• [EXERCISE DESCRIPTION]
Locate each line below that contains the string "door" and copy those lines in full.

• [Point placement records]
______________________________

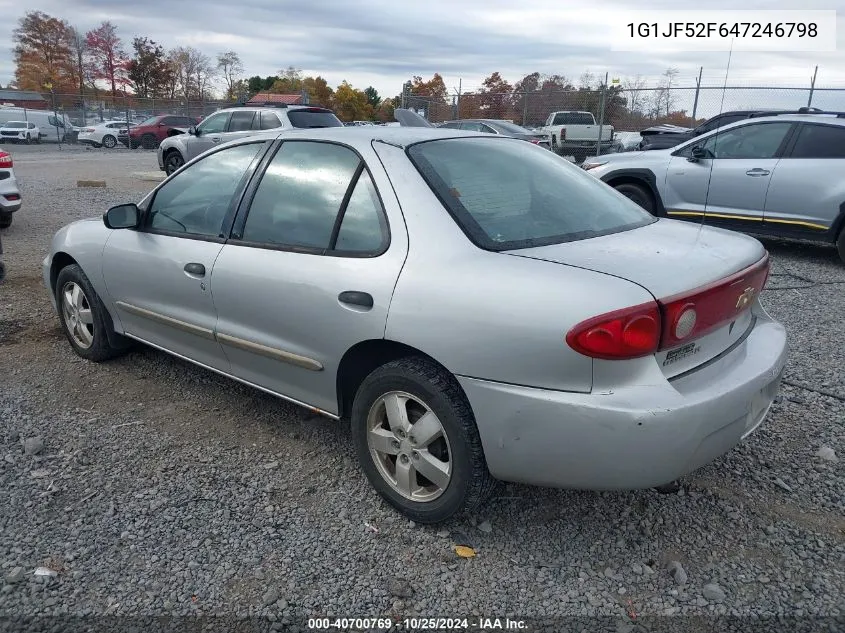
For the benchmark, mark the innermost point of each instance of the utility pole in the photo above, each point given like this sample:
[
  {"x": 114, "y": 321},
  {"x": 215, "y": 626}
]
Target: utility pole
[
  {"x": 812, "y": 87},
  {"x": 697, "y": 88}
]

______________________________

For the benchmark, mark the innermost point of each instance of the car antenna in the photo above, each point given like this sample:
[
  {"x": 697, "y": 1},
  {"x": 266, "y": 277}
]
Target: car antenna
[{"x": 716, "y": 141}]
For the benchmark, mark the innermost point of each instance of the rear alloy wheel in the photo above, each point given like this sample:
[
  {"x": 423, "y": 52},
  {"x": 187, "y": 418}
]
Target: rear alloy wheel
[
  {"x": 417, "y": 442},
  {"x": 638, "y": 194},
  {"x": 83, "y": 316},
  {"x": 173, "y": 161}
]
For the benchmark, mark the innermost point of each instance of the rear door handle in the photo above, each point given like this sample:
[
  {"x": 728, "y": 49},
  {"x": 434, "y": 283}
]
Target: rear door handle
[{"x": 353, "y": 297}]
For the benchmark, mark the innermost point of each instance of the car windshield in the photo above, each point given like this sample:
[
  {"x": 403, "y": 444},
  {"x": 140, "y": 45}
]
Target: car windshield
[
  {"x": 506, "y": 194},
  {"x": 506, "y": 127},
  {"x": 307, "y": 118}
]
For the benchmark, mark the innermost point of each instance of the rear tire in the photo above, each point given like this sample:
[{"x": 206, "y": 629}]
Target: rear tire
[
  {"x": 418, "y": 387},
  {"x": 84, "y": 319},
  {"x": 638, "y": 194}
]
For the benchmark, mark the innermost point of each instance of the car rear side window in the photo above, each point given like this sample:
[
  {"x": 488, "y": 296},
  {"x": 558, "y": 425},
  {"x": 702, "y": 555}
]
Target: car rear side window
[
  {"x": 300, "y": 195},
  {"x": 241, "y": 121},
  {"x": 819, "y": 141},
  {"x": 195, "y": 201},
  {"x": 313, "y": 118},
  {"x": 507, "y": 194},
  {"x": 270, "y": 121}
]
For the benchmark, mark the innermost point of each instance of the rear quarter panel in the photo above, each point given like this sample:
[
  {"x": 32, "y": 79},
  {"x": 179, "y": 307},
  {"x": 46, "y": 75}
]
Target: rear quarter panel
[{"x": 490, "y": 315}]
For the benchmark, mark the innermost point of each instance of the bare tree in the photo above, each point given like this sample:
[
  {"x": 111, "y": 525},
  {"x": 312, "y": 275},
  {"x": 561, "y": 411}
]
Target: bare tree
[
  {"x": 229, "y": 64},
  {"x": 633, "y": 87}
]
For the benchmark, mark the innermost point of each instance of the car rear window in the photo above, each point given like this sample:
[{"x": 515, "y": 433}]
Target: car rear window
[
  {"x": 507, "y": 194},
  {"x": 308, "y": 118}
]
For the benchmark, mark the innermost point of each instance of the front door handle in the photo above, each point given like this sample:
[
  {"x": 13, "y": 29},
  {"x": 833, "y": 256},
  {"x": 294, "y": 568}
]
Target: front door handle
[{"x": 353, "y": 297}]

______________________________

• [OUTPUT OF THE TASK]
For the benchmark, mark the innermost point of each instance of the rear door handle in the photo above, each point given like this sample:
Target: rear door handle
For the benchmark, mark the innermost point of each instance of the front door handle in the photo above, each point given like this sample:
Target: front door handle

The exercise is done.